## START Data
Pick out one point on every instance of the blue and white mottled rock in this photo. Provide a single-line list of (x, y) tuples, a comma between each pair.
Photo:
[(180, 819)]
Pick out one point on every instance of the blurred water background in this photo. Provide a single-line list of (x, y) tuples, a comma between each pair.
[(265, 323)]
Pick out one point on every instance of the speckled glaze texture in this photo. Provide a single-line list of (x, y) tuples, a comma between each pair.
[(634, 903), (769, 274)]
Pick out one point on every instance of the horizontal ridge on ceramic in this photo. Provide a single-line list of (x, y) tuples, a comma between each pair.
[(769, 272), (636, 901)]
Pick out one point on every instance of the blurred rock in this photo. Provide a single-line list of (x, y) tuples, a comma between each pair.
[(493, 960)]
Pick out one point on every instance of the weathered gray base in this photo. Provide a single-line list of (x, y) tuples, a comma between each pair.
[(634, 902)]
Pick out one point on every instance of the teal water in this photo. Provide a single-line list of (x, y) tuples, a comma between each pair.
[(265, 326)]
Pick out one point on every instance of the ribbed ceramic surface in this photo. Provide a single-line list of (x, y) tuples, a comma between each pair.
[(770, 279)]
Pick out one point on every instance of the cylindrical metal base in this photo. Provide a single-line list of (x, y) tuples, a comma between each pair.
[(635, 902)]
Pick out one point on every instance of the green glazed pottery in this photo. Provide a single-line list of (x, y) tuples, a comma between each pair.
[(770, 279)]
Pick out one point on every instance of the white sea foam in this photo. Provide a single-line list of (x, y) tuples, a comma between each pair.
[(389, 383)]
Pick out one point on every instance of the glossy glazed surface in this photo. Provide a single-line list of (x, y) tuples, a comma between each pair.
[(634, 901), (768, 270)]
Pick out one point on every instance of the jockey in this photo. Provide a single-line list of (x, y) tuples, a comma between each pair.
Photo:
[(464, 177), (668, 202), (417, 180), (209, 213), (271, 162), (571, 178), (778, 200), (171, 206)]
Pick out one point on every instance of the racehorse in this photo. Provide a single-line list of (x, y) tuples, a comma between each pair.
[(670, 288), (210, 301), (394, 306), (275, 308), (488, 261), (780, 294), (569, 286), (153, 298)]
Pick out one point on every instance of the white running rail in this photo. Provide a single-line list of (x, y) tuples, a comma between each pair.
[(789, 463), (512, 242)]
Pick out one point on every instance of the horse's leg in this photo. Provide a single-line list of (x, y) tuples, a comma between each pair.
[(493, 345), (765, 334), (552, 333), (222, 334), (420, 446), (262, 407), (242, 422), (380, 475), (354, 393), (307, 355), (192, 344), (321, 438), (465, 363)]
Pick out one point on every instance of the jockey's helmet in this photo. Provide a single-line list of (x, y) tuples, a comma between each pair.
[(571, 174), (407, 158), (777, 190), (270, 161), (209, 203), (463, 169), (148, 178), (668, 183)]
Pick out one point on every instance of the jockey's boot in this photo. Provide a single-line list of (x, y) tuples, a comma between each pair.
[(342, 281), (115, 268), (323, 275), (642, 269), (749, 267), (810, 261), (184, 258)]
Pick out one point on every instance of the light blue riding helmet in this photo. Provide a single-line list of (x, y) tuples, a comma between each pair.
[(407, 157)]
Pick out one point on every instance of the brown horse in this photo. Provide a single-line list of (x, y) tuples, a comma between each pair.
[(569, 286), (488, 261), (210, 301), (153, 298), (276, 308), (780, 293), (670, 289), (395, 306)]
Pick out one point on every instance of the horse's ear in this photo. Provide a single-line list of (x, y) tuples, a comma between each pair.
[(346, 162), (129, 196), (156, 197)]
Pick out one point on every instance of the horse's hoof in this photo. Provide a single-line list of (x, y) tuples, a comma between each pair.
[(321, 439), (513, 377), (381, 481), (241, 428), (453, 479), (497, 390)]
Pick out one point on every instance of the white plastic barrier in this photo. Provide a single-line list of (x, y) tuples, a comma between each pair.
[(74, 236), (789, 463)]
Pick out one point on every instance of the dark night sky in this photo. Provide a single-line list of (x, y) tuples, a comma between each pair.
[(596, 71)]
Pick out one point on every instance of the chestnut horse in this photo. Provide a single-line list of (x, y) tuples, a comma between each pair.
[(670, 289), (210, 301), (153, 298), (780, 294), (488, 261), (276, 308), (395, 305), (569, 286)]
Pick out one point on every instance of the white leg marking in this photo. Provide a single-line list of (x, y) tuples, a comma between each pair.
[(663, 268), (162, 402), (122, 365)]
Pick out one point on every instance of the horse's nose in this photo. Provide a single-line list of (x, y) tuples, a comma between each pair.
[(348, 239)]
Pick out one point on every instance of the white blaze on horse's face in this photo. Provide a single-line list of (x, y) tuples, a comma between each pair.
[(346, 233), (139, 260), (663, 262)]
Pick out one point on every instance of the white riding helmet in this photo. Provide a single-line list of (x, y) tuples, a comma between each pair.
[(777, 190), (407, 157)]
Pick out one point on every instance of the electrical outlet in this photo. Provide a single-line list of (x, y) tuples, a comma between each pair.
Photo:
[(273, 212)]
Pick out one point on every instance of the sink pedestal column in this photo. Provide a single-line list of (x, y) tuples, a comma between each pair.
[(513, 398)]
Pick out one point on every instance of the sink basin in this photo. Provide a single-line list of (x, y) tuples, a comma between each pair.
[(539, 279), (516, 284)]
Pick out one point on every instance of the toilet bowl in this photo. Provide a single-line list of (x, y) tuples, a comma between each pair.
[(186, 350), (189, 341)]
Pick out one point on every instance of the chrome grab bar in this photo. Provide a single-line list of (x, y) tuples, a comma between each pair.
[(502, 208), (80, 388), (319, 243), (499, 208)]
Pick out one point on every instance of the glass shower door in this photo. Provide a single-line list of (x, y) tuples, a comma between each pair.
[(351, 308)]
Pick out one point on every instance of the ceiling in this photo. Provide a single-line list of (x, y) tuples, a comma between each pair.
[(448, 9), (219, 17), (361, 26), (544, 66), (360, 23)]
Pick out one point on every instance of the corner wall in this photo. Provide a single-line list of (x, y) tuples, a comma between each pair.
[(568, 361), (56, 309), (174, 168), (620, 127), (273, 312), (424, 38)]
## END Data
The task: Convert everything in the listing from the line containing "Pick out one point on every instance of the cylindrical" down to the line containing "[(634, 901), (768, 270)]", both included, into a JSON list of strings. Use one string per line and leave out blank lines.

Exercise output:
[
  "Pick out one point on every instance of the cylindrical metal base in this photo. Provide a single-line list of (x, y) tuples, a comma between each pair.",
  "[(635, 902)]",
  "Pick out one point on every instance of the green glazed pottery in this photo. Provide a single-line list of (x, y) tuples, a comma between each pair.",
  "[(770, 279)]",
  "Pick out one point on every instance of the white sea foam in this photo. Provide a single-line list of (x, y) tuples, a comma between each pair.",
  "[(389, 383)]",
  "Pick out one point on every instance of the glossy glazed surface in this photo. Provide a single-line list of (x, y) tuples, a comma between each pair.",
  "[(634, 901), (768, 270)]"
]